◆ **Work instructions**
• 1. Answer these questions about the text on Droge's third album:
(a) What is the title of the third album?
(b) What is the title of the second album?
(c) Where did Droge move back to after his stint in Portland and time on the road?
• 2. In the records, duplicate the lines from the one holding "[mark] region of gas burner" through the end of the records, inclusive. Leave the pictures out.

◆ **Text excerpt**
[start]

Now, with his third album, Spacey and Shakin, he's taken a hard left turn into the dense, psychedelic pop of chemically altered Beatles and (on "Motorkid") '70s arena rock-worthy power chords. Hardly the surest way to capitalize on the burgeoning alt country bandwagon which he seemed primed to jump on.
"I think my personal taste has changed since I wrote the first records," Droge says. "I enjoy things that are less obvious ... There's beauty in the obvious too, but I wanted more of a challenge. And it led me to newer rhythmic feels, the foundations of the songs became less traditional folk rock or straight-ahead general pop. It's harder to write songs like that than I thought, to keep them natural. I have tried to force things before and it always sucked. Period. Not that there are any hard and fast rules but if there is one, that's it: Forced ... bad."
To further illustrate his point, Droge draws on a metaphor -- and principle -- that no doubt inspired the title of his second album, Find a Door. "I look for that key and when I find it, I open the door and that's when I'm rewarded, that's when I feel satisfied," he says. "If you try to knock the door down you have nothing but, uh ... splintered wood and a sore shoulder."
For Droge, the door in question turned out to be his front one. After a stint in Portland and a couple years on the road supporting his first two records, he moved back to the outskirts of Seattle and settled into a life of homebound tranquillity.
"I love it here," says Droge of his hometown. "I felt a wonderful sense of relief. I could hang out at my house, dig in the yard, cut down trees, be domestic, chill out and write songs. I was able to be conscious of the music, I didn't get lazy developing the material; the songs could be honest and as genuine as I could make them. You can have material that's done and make a record, or have material that's really done. A couple times I put out songs that could have been better. I could have improved them ...."

[end]

◆ **Dataset records**
[start]

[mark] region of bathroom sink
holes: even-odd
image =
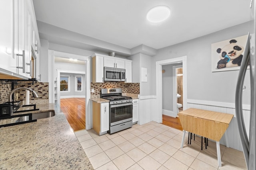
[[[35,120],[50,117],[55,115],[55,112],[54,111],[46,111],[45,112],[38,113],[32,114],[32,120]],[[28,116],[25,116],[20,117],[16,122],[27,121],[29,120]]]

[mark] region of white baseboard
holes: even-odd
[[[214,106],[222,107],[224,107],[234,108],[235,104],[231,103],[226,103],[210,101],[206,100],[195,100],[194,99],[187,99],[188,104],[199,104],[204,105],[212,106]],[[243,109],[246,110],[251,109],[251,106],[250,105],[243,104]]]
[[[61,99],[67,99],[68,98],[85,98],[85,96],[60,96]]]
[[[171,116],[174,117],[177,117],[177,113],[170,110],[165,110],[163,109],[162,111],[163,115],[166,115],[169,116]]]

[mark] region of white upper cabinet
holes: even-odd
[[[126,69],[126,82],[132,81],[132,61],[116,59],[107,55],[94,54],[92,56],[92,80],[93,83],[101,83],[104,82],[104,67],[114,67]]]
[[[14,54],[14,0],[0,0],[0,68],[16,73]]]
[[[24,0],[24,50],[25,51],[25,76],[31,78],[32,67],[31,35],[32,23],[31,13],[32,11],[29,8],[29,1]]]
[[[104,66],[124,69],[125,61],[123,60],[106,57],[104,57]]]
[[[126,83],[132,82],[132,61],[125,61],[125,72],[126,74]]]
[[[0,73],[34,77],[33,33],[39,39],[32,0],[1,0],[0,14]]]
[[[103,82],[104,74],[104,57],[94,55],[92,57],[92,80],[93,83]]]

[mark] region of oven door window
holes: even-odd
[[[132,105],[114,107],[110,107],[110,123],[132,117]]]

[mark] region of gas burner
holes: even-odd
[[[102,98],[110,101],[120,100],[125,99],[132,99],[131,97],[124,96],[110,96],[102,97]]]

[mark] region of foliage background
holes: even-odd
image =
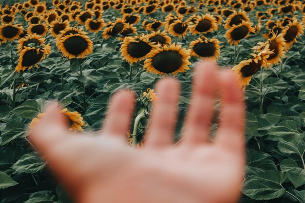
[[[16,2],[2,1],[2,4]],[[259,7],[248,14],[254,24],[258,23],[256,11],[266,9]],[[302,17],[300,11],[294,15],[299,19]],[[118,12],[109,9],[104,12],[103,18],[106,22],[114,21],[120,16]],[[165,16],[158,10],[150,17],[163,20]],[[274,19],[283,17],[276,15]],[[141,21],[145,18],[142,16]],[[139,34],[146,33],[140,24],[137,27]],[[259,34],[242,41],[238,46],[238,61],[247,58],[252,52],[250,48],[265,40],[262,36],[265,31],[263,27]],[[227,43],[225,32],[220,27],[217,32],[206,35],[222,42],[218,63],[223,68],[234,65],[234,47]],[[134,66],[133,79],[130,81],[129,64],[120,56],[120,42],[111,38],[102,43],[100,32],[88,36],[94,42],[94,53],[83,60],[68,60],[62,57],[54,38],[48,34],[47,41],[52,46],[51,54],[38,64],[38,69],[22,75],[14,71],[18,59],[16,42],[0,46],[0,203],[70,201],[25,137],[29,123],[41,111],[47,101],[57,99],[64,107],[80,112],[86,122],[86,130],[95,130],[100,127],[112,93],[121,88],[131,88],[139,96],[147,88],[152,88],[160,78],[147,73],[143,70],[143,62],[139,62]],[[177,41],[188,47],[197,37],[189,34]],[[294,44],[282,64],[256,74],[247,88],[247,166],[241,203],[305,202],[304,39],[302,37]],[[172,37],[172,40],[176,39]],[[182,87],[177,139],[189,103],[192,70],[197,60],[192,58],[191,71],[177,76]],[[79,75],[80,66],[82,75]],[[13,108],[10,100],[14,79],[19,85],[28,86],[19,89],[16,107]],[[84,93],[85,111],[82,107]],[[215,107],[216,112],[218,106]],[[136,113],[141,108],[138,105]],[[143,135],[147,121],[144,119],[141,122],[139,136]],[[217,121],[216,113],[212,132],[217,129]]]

[end]

◆ **Expected responses**
• 1.
(a) Spacey and Shakin
(b) Find a Door
(c) The outskirts of Seattle

• 2.
[mark] region of gas burner
holes: even-odd
[[[102,98],[110,101],[120,100],[125,99],[132,99],[131,97],[124,96],[110,96],[102,97]]]

[mark] region of foliage background
holes: even-odd
image =
[[[16,2],[2,1],[2,4]],[[259,7],[248,14],[254,24],[258,23],[256,11],[266,9]],[[302,17],[300,11],[294,15],[299,19]],[[118,12],[109,9],[104,12],[103,18],[106,22],[114,21],[120,16]],[[165,16],[158,10],[150,17],[163,20]],[[274,19],[283,17],[276,15]],[[141,21],[145,18],[142,16]],[[139,34],[146,33],[140,24],[137,27]],[[259,34],[242,41],[238,46],[238,61],[247,58],[252,52],[250,48],[265,40],[262,36],[265,31],[263,27]],[[227,43],[225,32],[220,27],[217,32],[206,35],[222,42],[218,63],[223,68],[234,65],[234,47]],[[134,66],[133,79],[130,81],[129,64],[120,56],[120,42],[111,38],[102,43],[100,32],[88,36],[94,42],[94,53],[83,60],[68,60],[62,57],[54,38],[48,34],[47,41],[52,46],[51,54],[38,64],[38,69],[22,75],[14,71],[18,59],[16,42],[0,46],[0,203],[70,201],[25,137],[29,123],[41,111],[47,101],[57,99],[64,107],[80,112],[86,122],[86,130],[95,130],[100,127],[112,93],[121,88],[131,88],[139,96],[147,88],[152,88],[160,78],[147,73],[143,70],[143,62],[139,62]],[[177,41],[188,47],[197,37],[189,34]],[[294,44],[282,64],[256,74],[247,88],[247,166],[241,203],[305,202],[304,39],[302,37]],[[172,37],[172,40],[176,39]],[[182,87],[177,139],[189,103],[192,70],[197,60],[192,58],[191,71],[177,76]],[[79,75],[80,66],[82,75]],[[13,108],[10,100],[14,79],[19,85],[28,86],[19,89],[16,107]],[[84,93],[85,111],[82,107]],[[215,107],[216,112],[218,106]],[[136,113],[141,108],[138,105]],[[143,135],[147,121],[144,119],[141,122],[139,136]],[[217,121],[216,113],[212,132],[217,129]]]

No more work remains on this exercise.